— GOAL OF THE EXERCISE —
Look below for the line with "A single marker falls on each instance of the shoreline". Extract that line and each one after it through the last, word for word.

(Object location annotation data)

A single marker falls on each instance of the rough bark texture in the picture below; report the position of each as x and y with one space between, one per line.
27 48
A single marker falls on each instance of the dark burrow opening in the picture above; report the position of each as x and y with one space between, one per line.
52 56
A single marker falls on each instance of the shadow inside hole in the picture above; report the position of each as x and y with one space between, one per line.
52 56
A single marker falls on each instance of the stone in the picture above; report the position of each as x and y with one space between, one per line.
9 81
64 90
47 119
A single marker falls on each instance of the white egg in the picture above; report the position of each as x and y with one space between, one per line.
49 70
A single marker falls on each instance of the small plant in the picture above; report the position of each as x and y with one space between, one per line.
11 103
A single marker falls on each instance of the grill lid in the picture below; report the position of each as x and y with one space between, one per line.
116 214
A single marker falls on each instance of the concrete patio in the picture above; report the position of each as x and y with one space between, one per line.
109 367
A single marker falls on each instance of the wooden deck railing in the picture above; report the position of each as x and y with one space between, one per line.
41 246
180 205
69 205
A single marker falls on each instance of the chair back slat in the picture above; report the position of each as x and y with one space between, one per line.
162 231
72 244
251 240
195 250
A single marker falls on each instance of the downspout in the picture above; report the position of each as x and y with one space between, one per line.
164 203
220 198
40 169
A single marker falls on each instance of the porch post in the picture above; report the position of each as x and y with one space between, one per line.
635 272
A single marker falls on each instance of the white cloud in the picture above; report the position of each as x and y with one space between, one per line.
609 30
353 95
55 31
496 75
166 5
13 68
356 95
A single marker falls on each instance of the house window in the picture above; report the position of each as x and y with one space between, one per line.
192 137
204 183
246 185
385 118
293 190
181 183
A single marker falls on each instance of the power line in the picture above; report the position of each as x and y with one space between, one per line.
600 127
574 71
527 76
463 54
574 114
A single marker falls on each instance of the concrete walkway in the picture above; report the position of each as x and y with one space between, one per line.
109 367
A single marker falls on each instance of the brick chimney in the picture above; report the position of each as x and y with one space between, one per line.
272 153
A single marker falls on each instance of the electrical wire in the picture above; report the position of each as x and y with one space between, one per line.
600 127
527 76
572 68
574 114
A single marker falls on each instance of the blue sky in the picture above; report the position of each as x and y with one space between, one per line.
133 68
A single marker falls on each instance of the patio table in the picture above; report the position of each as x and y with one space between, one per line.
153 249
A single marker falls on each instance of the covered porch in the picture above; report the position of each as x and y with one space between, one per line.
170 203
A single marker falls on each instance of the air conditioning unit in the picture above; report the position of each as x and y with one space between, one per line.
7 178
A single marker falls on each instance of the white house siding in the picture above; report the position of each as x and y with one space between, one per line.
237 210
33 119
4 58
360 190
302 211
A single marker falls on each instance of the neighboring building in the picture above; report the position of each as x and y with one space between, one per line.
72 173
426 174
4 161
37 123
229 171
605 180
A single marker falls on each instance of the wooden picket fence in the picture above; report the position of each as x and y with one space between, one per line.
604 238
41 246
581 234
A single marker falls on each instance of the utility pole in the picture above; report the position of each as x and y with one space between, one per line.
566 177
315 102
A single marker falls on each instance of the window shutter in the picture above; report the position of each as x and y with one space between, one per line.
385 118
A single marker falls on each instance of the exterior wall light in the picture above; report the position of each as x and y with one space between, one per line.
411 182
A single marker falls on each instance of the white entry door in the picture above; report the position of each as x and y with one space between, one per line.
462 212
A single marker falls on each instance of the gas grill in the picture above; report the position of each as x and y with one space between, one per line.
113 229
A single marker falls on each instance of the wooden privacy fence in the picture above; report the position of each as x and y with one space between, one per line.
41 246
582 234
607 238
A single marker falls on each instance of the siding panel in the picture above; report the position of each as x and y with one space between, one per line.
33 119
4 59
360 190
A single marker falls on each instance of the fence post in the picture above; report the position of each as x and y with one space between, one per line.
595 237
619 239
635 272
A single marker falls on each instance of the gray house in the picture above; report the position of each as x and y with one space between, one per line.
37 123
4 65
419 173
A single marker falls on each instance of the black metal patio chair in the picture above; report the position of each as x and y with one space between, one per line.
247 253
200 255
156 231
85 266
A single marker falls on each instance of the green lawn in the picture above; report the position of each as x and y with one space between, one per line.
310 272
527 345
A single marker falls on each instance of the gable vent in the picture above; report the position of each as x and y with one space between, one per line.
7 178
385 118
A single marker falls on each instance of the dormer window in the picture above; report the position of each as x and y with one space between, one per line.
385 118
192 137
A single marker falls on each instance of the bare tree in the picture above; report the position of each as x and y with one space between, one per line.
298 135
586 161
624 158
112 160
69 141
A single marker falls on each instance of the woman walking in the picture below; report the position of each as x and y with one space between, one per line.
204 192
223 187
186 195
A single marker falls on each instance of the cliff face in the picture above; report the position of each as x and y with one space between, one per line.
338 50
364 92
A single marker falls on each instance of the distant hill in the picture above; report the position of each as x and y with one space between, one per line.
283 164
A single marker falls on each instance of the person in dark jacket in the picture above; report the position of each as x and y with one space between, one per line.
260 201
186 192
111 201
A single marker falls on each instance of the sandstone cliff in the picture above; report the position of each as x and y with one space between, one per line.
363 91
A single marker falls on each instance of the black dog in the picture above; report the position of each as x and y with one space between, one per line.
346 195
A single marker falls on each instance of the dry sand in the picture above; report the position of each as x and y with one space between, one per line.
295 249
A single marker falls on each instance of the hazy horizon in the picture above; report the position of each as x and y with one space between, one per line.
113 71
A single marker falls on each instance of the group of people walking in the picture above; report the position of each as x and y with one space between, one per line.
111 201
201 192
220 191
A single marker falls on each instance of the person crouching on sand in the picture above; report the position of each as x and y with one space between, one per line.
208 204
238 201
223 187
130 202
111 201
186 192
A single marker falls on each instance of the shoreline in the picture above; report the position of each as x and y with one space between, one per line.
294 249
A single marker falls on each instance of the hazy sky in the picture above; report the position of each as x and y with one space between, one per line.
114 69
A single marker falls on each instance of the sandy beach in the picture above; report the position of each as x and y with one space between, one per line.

— IN RESPONSE —
A single marker falls on each instance of the shoreline in the picture above; report the position of each as x and y with one space between, one per line.
294 249
A single marker falls on each instance of the hazy sky in the picture above; report the position of each as x and y with one space between, one per line.
114 69
A single marker falls on each instance of the sandy beach in the picture above; report the position of each as x and y with one space between, one per line.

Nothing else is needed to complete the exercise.